**Texte choisi:**
########

En 1956, le Conseil publie un document intitulé « L'I.CL. et le Xxième Congrès du P.C. Russe » qui contient des appréciations étonnantes du genre :
« La bureaucratie russe liquide le stalinisme pour s'éloigner plus encore des positions d'octobre 1917... »...
« (les décisions du Xxième Congrès)... entraînet le passage OFFICIEL des partis communistes dans le camp du réformisme... »
« ... (Le Xxième Congrès)... ouvre une crise de transition à l'intérieur de la société soviétique et des partis communistes... »
Le texte conclut en indiquant que le rôle de l'I.C.L. est le « travail normal d'éclaircissement », et la « récupération des militants communistes-révolutionnaires ».
La F.C.L. passera de la théorie à la pratique. En 1956, elle contacte André Marty qui vient d'être exclu du P.C.F. Celui-ci collaborera à quelques uméros du libertaire... mais sans rien renier de son action passée ! Tout au plus apporterat-il quelques éléments critiques sur le P.C.F. en dénonçant les pratiques bureaucratiques de l'appareil dirigeant de celui-ci. André Marty, après quelques trente-cinq années de participation à ces hautes sphères, n'accouche que d'une souris !
Ce ne seront pas ces prises de position qui provoqueront la crise finale de la F.C.L. l'élément fondamental de désagrégation de cette organisation fut, sans aucun doute, la participation de cette organisation aux élections législatives de 1956. Cette participation ne peut être évidemment dégagée de son contexte politique. L'orientation de la F.C.L., ses prises de position tout au long des années 1955 et 1956, pouvaient permettre de déceler les justifications théorico-politiques de la présentation de candidats. De 1953 à 1956, l'évolution est cependant brutale. En effet, à l'occasion des élections municipales de 1953, la Fédération anarchiste avait publié un manifeste condamnat celles-ci sans appel :
« ... Ces élections sont une imposture... »

########

**Données fournies:**
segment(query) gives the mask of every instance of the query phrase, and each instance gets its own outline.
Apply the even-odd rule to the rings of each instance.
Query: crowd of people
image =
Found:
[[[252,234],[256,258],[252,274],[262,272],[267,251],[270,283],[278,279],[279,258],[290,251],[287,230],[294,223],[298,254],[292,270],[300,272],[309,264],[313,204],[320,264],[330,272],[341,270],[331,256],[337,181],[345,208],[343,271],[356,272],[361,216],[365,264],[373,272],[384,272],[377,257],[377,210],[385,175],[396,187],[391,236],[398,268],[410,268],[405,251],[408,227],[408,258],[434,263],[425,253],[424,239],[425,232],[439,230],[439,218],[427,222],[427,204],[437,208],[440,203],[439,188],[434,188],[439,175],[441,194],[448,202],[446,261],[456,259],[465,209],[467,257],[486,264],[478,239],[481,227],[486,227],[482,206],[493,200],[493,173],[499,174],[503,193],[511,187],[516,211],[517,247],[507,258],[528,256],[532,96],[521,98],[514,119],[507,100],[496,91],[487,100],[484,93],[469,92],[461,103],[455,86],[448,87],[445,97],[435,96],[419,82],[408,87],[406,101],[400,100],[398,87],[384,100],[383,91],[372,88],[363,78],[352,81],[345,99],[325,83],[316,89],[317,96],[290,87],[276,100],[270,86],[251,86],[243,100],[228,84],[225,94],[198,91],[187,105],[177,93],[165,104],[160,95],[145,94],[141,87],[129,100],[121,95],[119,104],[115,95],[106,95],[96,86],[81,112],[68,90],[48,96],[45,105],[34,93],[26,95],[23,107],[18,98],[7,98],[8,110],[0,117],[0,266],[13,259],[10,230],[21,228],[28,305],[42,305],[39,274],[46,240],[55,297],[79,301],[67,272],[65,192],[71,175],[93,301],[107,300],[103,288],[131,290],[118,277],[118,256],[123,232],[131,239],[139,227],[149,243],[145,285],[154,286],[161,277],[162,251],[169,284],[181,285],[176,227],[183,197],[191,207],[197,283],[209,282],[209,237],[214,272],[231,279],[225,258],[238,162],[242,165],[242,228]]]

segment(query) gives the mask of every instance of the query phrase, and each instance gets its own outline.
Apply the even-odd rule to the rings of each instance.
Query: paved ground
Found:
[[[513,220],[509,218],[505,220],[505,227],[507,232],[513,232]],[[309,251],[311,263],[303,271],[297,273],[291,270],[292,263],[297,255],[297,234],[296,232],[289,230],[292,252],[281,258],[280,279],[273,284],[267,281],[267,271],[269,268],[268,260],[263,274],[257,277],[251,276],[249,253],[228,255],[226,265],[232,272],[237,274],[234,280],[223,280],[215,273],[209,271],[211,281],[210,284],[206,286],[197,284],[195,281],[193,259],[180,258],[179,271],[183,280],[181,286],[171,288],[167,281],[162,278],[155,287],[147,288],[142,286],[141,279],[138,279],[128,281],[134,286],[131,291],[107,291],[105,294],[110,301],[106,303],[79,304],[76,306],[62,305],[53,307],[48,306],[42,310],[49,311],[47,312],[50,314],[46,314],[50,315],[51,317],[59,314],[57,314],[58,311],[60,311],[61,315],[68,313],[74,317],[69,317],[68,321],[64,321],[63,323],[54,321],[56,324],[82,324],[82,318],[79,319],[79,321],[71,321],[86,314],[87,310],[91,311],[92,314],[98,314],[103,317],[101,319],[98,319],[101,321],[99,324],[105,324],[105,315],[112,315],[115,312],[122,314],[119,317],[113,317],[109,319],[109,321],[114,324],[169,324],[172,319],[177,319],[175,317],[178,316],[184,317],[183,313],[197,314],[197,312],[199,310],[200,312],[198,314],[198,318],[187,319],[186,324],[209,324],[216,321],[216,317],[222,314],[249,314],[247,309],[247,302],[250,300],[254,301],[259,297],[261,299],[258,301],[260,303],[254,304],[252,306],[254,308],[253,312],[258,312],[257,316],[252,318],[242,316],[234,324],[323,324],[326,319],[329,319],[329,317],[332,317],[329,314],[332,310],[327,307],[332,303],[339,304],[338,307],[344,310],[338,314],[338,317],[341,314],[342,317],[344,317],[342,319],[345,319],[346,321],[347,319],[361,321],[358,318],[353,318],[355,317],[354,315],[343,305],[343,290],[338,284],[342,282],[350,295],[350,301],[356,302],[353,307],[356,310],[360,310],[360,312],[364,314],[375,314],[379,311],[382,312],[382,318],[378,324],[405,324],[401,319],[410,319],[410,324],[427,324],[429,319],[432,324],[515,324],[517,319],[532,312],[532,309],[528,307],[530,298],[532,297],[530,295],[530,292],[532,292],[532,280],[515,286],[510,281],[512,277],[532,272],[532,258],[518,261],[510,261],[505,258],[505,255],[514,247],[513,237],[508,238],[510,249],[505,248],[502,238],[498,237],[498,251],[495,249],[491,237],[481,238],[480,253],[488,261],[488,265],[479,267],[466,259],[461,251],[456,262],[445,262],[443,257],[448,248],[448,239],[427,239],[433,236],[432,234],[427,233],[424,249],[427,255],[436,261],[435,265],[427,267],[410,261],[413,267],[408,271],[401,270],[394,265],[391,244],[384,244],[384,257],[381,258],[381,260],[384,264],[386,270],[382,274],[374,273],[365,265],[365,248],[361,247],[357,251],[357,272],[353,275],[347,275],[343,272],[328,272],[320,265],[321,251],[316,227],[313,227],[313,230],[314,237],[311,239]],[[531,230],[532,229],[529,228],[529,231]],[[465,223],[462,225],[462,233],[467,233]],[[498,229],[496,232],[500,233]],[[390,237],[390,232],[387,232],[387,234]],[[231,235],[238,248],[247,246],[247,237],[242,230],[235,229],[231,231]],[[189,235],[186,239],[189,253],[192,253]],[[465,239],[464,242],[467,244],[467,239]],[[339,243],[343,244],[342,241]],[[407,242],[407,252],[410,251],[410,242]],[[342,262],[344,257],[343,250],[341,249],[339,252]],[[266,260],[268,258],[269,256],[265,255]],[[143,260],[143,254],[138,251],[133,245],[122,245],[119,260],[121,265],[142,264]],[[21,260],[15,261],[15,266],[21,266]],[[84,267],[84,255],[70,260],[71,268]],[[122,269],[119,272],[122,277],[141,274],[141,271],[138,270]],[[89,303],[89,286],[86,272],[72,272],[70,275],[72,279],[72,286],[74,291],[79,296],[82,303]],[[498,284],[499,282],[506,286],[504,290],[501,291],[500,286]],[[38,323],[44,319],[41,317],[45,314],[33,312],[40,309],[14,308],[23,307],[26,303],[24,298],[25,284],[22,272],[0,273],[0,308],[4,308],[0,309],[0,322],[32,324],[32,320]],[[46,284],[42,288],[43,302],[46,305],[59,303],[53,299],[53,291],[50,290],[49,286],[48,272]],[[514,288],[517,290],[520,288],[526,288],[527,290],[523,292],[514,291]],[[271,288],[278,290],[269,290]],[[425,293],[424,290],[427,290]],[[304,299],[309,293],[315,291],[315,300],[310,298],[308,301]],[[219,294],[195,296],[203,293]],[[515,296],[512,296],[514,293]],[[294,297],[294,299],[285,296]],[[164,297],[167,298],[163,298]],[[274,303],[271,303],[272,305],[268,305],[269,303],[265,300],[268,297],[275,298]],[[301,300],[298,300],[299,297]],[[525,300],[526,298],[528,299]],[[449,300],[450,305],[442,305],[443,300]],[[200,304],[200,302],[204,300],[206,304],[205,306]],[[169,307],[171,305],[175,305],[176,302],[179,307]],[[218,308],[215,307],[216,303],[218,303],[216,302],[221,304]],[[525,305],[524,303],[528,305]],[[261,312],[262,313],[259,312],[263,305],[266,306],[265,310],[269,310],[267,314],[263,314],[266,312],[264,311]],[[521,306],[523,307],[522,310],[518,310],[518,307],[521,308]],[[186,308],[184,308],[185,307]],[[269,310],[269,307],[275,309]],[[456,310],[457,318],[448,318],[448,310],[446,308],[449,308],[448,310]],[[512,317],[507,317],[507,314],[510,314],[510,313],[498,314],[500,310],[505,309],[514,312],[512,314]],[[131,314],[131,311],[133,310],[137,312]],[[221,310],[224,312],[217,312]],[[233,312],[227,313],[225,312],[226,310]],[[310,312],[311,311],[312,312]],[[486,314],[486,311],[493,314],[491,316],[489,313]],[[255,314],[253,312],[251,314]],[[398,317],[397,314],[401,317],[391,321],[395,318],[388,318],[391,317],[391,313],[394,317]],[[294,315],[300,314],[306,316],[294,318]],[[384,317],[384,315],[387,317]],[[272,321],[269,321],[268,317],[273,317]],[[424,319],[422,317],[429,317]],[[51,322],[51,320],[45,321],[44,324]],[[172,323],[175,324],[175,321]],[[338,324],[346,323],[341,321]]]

########

**À vous de jouer:**
A - D'après l'extrait sur la F.C.L., qu'est-ce qui a provoqué la crise finale de cette organisation ? Répondez en une à trois phrases.
B - Relevez tel quel le passage de l'extrait sur la F.C.L. qui commence par les mots « La F.C.L. passera » et se termine par « d'une souris ! ».
Servez-vous seulement de l'extrait sur la F.C.L.

**Réponses attendues:**
A - La crise finale de la F.C.L. ne vient pas de ses prises de position. Selon l'extrait, la cause fondamentale de sa désagrégation fut sa participation aux élections législatives de 1956.

B -
La F.C.L. passera de la théorie à la pratique. En 1956, elle contacte André Marty qui vient d'être exclu du P.C.F. Celui-ci collaborera à quelques uméros du libertaire... mais sans rien renier de son action passée ! Tout au plus apporterat-il quelques éléments critiques sur le P.C.F. en dénonçant les pratiques bureaucratiques de l'appareil dirigeant de celui-ci. André Marty, après quelques trente-cinq années de participation à ces hautes sphères, n'accouche que d'une souris !